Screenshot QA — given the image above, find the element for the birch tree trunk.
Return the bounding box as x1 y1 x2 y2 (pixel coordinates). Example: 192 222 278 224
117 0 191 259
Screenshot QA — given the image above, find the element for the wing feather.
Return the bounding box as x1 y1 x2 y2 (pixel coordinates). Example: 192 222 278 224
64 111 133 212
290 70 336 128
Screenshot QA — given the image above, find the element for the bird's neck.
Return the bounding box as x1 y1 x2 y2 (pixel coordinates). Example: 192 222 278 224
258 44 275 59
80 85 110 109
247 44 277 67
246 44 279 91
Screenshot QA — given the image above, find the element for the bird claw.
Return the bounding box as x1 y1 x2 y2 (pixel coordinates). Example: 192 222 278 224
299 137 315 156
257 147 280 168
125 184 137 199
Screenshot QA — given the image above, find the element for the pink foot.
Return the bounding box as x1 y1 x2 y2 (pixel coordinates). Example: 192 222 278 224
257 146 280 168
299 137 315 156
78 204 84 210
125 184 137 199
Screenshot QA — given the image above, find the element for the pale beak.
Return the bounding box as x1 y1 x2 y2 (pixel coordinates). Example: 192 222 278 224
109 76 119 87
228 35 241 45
== == ==
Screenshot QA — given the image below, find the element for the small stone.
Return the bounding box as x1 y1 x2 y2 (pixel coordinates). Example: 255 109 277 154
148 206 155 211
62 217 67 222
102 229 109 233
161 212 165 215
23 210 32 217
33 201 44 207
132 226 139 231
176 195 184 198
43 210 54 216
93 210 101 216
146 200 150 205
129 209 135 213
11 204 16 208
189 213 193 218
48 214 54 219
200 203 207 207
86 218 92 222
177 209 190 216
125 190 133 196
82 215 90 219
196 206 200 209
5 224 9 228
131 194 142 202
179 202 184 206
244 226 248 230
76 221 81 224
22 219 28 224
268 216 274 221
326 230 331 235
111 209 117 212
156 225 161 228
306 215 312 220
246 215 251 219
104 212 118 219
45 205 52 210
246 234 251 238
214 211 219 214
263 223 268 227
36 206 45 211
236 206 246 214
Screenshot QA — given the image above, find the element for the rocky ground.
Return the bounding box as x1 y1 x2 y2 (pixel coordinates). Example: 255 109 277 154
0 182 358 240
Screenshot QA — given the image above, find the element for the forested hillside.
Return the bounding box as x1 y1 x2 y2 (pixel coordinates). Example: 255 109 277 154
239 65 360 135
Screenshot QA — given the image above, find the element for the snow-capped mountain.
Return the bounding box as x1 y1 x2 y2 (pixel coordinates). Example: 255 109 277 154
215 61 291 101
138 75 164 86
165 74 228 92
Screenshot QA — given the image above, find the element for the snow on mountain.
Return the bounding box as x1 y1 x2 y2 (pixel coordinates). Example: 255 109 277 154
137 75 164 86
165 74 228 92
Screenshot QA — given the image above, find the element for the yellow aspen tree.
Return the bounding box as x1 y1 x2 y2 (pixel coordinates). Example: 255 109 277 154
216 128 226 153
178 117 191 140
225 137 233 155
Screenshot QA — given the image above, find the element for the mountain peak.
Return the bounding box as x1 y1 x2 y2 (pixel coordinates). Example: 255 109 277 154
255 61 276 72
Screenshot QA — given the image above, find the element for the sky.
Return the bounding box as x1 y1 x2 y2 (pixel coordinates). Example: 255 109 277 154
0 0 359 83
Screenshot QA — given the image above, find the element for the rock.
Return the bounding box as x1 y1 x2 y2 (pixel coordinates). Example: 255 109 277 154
== == ==
> [Aim of the exercise]
In the entries above, identify each line that includes the string "bird", then copy it.

> [Expected output]
Screenshot QA — given the image above, find the element for the bird's neck.
Screenshot QA — given the image above, find the element for the bird claw.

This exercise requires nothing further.